───── EXERCISE DATA
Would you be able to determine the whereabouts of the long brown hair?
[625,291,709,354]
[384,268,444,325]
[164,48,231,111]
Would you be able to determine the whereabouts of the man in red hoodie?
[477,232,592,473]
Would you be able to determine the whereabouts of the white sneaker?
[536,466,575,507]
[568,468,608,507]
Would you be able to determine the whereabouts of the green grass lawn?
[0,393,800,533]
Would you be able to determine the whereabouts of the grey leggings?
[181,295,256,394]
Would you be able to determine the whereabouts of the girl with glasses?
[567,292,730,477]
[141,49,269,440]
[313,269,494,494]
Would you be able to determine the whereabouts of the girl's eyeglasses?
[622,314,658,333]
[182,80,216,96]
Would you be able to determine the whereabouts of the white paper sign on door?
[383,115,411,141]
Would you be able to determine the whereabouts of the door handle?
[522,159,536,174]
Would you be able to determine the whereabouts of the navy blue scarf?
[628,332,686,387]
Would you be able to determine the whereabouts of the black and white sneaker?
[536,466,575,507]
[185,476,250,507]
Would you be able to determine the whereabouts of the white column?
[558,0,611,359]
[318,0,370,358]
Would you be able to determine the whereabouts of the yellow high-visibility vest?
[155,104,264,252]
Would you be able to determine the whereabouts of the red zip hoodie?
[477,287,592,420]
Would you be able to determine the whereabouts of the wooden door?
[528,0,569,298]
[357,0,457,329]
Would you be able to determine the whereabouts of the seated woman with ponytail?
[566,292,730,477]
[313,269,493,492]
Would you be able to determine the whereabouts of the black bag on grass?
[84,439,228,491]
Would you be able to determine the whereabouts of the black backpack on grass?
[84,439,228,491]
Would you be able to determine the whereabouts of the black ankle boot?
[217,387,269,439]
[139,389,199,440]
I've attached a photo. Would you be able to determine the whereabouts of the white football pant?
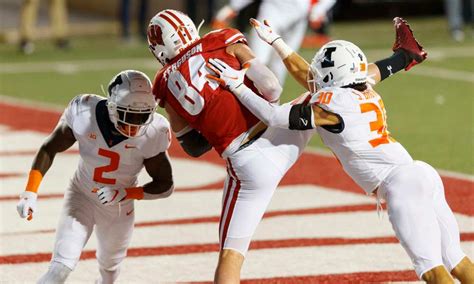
[249,0,311,86]
[379,161,465,279]
[219,128,315,256]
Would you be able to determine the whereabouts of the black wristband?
[374,50,410,81]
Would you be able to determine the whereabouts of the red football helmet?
[147,9,199,65]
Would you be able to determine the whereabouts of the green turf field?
[0,18,474,174]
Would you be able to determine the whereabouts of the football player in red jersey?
[148,10,426,283]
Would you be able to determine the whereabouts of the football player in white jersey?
[17,70,173,283]
[209,18,474,283]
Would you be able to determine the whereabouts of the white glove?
[16,191,38,221]
[250,18,281,45]
[96,186,127,206]
[206,58,250,94]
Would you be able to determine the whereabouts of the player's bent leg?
[214,249,244,284]
[380,163,443,278]
[96,200,134,284]
[37,261,72,284]
[451,256,474,284]
[422,265,454,284]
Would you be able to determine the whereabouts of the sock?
[375,50,410,81]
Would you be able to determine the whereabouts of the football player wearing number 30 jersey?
[148,10,436,283]
[208,18,474,283]
[17,70,177,283]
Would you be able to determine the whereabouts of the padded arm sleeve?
[290,104,316,130]
[246,58,282,102]
[176,129,212,157]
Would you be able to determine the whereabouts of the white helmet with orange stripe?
[147,9,199,65]
[308,40,367,91]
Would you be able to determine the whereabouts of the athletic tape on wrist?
[25,170,43,193]
[271,37,293,59]
[125,187,145,199]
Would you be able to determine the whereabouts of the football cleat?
[392,17,428,71]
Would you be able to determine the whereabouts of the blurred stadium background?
[0,0,474,283]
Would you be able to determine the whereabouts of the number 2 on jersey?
[93,148,120,184]
[360,100,395,147]
[168,54,219,115]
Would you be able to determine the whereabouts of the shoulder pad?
[310,87,355,114]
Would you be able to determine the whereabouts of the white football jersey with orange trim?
[310,87,413,193]
[60,95,171,199]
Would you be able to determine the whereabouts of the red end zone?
[0,102,474,216]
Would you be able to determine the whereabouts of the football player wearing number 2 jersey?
[208,18,474,283]
[17,70,173,283]
[148,9,432,283]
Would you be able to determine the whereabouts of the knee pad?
[38,261,72,284]
[96,267,120,284]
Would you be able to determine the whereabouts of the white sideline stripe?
[0,210,474,255]
[0,45,474,82]
[0,185,375,233]
[0,58,157,74]
[0,242,474,283]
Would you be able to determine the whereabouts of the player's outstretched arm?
[16,120,76,220]
[165,101,212,158]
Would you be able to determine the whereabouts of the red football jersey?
[153,29,258,155]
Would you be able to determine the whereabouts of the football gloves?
[16,191,38,221]
[250,18,281,45]
[392,17,428,71]
[206,58,250,94]
[95,186,127,206]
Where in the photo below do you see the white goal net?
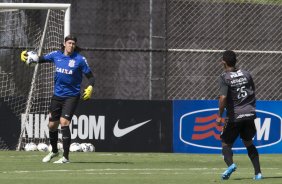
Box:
[0,3,70,149]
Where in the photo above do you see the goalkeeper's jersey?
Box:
[43,50,91,97]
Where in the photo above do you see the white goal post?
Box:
[0,3,71,37]
[0,3,71,150]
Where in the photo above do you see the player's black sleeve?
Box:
[85,72,95,86]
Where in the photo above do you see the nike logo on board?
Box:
[114,119,151,137]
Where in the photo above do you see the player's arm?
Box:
[82,71,95,100]
[216,77,228,126]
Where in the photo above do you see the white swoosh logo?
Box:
[114,119,151,137]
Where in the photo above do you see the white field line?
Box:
[0,168,281,175]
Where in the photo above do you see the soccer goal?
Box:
[0,3,71,150]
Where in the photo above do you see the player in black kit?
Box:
[216,50,262,180]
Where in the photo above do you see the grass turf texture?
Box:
[0,151,282,184]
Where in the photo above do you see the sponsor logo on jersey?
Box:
[56,67,73,75]
[69,59,75,68]
[179,108,282,150]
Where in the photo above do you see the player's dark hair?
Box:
[61,35,81,52]
[222,50,237,67]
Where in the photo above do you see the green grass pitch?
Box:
[0,151,282,184]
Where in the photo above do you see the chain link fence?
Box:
[166,0,282,100]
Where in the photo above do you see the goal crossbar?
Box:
[0,3,71,37]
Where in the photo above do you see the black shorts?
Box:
[220,119,257,144]
[49,96,79,122]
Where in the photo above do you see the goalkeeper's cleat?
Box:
[253,173,263,180]
[53,157,70,164]
[42,151,59,163]
[21,50,28,62]
[221,164,237,180]
[83,85,93,100]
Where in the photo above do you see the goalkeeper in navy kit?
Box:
[216,50,262,180]
[21,35,95,163]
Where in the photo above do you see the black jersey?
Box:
[219,70,256,122]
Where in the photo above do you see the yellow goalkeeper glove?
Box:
[82,86,93,100]
[21,50,28,63]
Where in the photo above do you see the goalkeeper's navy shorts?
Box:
[220,119,256,144]
[49,95,79,122]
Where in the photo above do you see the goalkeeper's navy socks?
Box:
[61,126,71,160]
[49,130,58,153]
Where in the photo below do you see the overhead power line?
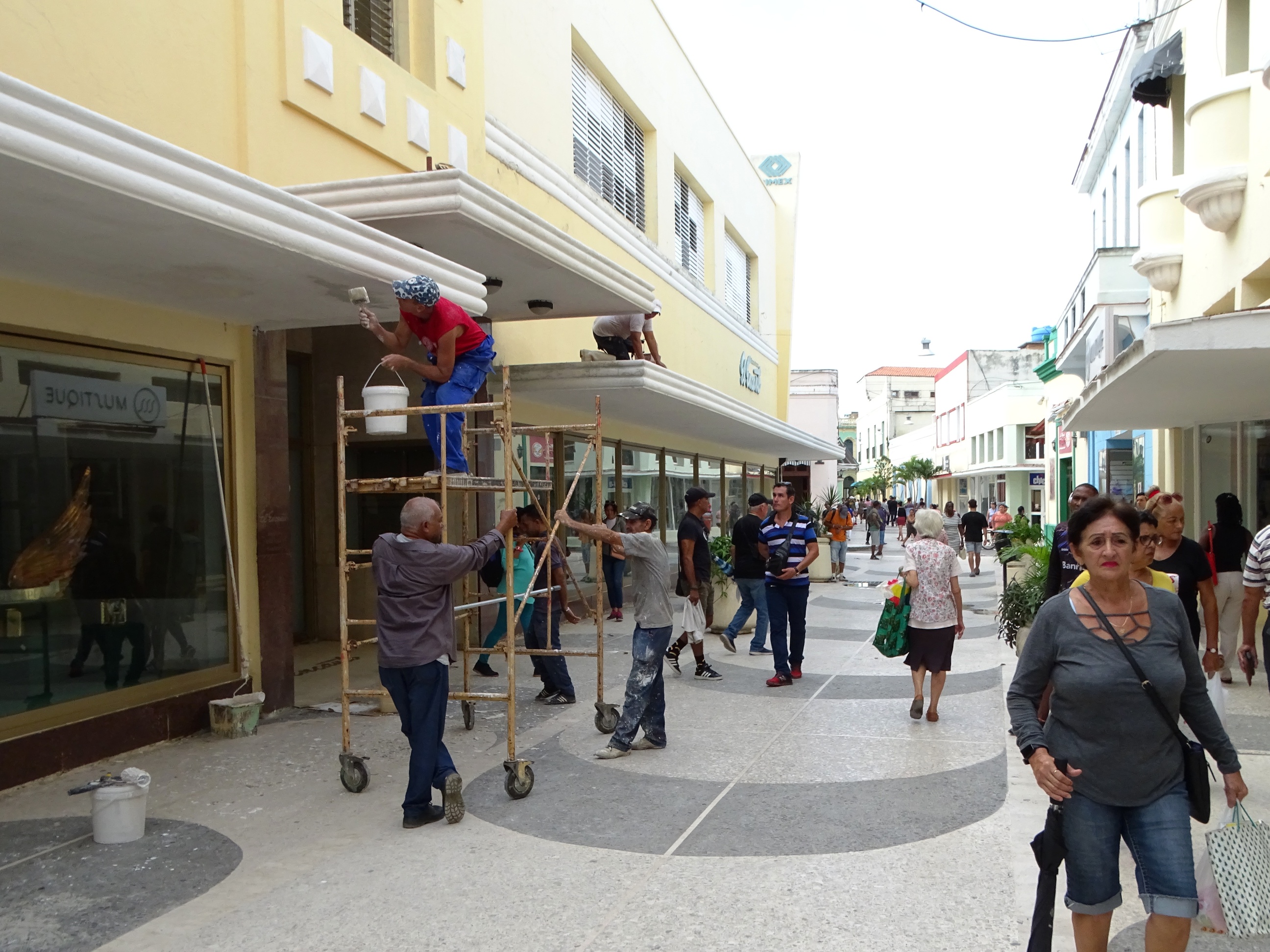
──────────
TASK BRIEF: Give the material again from the line with "the football gloves?" up to and including the line with "[43,50,91,97]", substituting "image" for "photo" and keeping everything else the same. Leave the pictures out.

EXPECTED ANSWER:
Would you be able to determine the whereabouts of the football gloves?
[16,191,38,221]
[250,18,281,45]
[392,17,428,71]
[206,58,250,94]
[95,186,127,206]
Where in the image below do you see the white goal net?
Box:
[0,3,70,149]
Where in the image above do you see the goalkeeper's jersey?
Box:
[43,50,91,97]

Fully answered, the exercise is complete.